> **DOCUMENT SECTION**:

----------

OpenAI and Nvidia, the two darlings of AI hype and long-term partners, seem to be having a bit of a falling out.
At the center of this rift is a $100 billion Nvidia investment in OpenAI announced in September 2025. As part of the deal, Nvidia would build 10 gigawatts of AI data centers for OpenAI and invest $100 billion in the company in 10 installments, as each gigawatt comes online. In turn, OpenAI is reportedly planning on using the billions of dollars of investment from Nvidia to lease Nvidia chips.
At the time, the investment sparked worries of circular dealmaking in the AI industry and an intricately woven web of financial dependencies that could be a sign of potential instability, echoing that of the dotcom bubble. That is, if even one cog is faulty and demand doesn’t pan out as expected, it could create a domino effect that takes the whole system down.
In the September announcement, the companies said that the first gigawatt of computing power would come online in the second half of 2026 and that any other details would be finalized in the coming weeks. But in an Nvidia SEC filing from November, the OpenAI investment was still characterized as just “a letter of intent with an opportunity to invest.”

----------

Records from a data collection

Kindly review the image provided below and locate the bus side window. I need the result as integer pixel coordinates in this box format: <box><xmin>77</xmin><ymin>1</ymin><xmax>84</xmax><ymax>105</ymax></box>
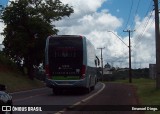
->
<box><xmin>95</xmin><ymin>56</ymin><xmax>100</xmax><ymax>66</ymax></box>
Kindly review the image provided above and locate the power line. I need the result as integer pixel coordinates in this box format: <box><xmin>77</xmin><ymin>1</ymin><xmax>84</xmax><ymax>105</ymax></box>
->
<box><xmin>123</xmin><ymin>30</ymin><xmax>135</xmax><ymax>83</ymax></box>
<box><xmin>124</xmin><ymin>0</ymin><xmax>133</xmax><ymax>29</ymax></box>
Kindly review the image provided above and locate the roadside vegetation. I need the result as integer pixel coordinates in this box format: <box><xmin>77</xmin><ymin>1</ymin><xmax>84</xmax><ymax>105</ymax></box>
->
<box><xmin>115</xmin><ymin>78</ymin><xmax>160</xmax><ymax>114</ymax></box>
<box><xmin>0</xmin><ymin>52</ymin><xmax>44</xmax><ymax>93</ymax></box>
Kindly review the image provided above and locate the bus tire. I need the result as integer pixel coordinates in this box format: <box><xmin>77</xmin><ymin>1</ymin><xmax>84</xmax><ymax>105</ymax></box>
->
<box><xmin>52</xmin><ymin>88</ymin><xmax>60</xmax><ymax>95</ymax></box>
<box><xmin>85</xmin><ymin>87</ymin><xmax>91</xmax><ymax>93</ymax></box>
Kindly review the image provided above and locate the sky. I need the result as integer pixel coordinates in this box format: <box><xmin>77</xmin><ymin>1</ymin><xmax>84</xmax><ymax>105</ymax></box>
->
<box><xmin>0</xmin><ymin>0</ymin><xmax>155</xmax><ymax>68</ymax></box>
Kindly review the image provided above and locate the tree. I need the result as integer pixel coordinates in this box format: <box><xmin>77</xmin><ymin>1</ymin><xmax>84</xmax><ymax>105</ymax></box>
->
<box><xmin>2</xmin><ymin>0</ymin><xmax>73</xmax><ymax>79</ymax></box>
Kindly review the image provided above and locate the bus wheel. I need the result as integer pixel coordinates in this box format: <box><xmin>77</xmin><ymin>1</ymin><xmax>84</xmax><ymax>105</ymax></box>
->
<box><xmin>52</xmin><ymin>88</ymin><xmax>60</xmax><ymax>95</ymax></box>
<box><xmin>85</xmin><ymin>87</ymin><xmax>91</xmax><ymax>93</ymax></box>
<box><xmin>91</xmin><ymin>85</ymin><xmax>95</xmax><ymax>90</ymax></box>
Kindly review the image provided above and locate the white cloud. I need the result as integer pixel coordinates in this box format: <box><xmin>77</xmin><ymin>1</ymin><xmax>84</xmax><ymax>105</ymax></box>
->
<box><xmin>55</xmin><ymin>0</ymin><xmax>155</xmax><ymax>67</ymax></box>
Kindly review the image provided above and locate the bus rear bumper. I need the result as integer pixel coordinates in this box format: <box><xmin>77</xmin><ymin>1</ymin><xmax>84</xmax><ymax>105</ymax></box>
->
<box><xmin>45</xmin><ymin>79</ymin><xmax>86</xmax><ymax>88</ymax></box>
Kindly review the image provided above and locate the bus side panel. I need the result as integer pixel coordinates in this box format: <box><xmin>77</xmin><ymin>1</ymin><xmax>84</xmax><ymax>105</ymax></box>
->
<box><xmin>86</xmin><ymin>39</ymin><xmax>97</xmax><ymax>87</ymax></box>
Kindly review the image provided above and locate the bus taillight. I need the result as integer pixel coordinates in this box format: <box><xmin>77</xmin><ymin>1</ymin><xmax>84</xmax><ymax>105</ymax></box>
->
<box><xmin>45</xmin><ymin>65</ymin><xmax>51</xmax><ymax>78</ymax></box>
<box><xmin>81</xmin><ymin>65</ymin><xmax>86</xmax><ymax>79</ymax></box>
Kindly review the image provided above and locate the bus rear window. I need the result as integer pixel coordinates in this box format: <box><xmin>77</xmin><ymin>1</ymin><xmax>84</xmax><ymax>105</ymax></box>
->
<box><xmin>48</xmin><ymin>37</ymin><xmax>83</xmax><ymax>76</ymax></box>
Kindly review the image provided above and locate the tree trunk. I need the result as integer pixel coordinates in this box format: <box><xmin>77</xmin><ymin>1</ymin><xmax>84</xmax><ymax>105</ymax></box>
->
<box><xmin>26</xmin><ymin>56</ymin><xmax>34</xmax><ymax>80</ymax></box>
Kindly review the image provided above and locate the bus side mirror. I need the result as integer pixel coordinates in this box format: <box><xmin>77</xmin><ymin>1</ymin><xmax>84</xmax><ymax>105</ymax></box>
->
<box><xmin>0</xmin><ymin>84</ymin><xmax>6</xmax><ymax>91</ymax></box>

----------

> **WORK REQUIRED**: Please pick up the article on the rift between OpenAI and Nvidia after its last sentence and carry it forward.

> **RESULT FOR THIS EXERCISE**:
Flash forward a couple of months, and a Wall Street Journal report from last week claims that the talks have still not progressed beyond the early stages and that Nvidia CEO Jensen Huang has been privately criticizing a so-called lack of discipline in OpenAI’s business approach. Huang has reportedly spent the last few months privately emphasizing to industry associates that the $100 billion agreement was nonbinding and not finalized.
Following that report, Huang tried to reassure reporters in Taipei, Taiwan, by praising OpenAI and saying that Nvidia will “absolutely be involved” in the company’s latest funding round ahead of a rumored IPO later this year. Huang described the planned investment as “probably the largest investment we’ve ever made,” but when asked if it would be over $100 billion, he said, “No, no, nothing like that.”
But that was not enough to quell investor fears, because another anonymously sourced report dropped a few days later. Turns out, OpenAI is not happy with the speed at which Nvidia chips can compute inference for some ChatGPT requests, and has been looking for alternative chip providers (such as startups Cerebras and Groq) to take on 10% of its inference needs, according to a Reuters report on Tuesday.
The report also claims that OpenAI has blamed some of its AI coding assistant Codex’s weaknesses on the Nvidia hardware.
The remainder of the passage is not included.